Goal
Copy every one of the rows below word for word, in the same order.

Provided material
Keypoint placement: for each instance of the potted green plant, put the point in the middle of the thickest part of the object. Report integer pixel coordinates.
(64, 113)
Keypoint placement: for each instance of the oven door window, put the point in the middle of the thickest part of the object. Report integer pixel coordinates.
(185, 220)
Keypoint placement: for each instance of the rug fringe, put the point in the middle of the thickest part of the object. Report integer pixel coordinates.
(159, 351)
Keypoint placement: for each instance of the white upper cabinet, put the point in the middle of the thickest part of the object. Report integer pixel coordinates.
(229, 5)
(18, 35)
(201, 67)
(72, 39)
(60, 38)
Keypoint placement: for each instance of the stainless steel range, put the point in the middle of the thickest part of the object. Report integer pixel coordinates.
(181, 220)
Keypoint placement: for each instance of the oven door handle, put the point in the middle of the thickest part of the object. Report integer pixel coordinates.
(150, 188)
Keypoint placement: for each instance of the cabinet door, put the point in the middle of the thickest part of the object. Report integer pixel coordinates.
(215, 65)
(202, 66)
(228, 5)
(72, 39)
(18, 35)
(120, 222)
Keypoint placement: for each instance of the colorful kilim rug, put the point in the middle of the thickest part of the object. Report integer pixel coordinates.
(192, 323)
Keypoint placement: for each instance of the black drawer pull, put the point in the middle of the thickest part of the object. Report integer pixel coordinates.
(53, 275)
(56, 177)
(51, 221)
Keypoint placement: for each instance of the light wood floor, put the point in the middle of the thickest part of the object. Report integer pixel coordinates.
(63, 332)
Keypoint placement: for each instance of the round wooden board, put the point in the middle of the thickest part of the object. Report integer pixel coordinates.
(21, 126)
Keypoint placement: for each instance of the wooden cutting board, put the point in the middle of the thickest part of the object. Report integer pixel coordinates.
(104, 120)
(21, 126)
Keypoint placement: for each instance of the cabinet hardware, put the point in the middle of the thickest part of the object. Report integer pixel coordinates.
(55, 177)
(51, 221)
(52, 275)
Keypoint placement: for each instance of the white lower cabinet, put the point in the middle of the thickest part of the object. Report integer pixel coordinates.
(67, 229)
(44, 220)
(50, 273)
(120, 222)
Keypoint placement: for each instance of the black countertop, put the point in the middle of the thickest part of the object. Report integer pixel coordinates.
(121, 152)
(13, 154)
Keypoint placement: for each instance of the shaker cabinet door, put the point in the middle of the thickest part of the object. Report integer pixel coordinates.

Written solution
Keypoint placement: for each instance of the potted green plant, put the point in the middle of the thickest part of the object. Report integer pixel coordinates.
(64, 113)
Keypoint placement: for each instance of the oven door window, put the point in the middle of the thickest part of the object. Report integer pixel coordinates.
(185, 220)
Keypoint placement: for each instance of the rug fringe, put the point in the middle of the thickest part of the object. Report integer pixel coordinates.
(159, 351)
Keypoint placement: for each instance of the white upper cabinet, put the point in the middle of the thickest part of the object. Report integer pixel coordinates.
(229, 5)
(18, 35)
(201, 67)
(72, 39)
(60, 38)
Keypoint placement: for each instance of the stainless steel range, put the point in the middle of the thickest part of the object. Report integer pixel coordinates.
(181, 220)
Keypoint placement: for each instance of the oven door handle, put the point in the middle of the thickest part of the object. Report integer pixel coordinates.
(150, 188)
Keypoint placement: for each instance of the cabinet door, put the point in the middle of the thickest part of the object. Report integer pixel coordinates.
(215, 65)
(202, 66)
(228, 5)
(72, 39)
(18, 35)
(120, 222)
Keypoint placement: for each instance of the colorful kilim rug, put the point in the middle of the thickest part of the object. Report integer pixel coordinates.
(192, 323)
Keypoint placement: for each instance of the black drawer pull, put the point in the middle of the thickest part of the object. Report integer pixel coordinates.
(53, 275)
(56, 177)
(51, 221)
Keypoint placement: for each instance of the light wood floor, put the point in the middle of the thickest part of the object. Report integer pixel coordinates.
(63, 332)
Keypoint placement: for each instance of the round wooden board, put the point in the middle of the thickest part of the object. Report integer pixel coordinates.
(21, 126)
Keypoint placement: for each instance of the wooden cutting board, put the point in the middle of the thickest part of the object. Report integer pixel coordinates.
(104, 120)
(21, 126)
Keypoint placement: for each instance of the cabinet hardware, put the point in the middle of the thickest part of the object. Report integer pixel coordinates.
(55, 177)
(51, 221)
(52, 275)
Keypoint placement: for each instance of the white lower cabinet, put the point in the middle of the thickest part of the object. Report integer pixel coordinates.
(67, 229)
(44, 220)
(50, 273)
(120, 222)
Keypoint placement: for each instance of the black countertop, put the point in the middle of the thickest part of the object. Report integer pixel coordinates.
(121, 152)
(13, 154)
Keypoint placement: for each instance of the shaker cabinet door, put the point in the middle of the thickest part of the object. Report integer pixel coordinates.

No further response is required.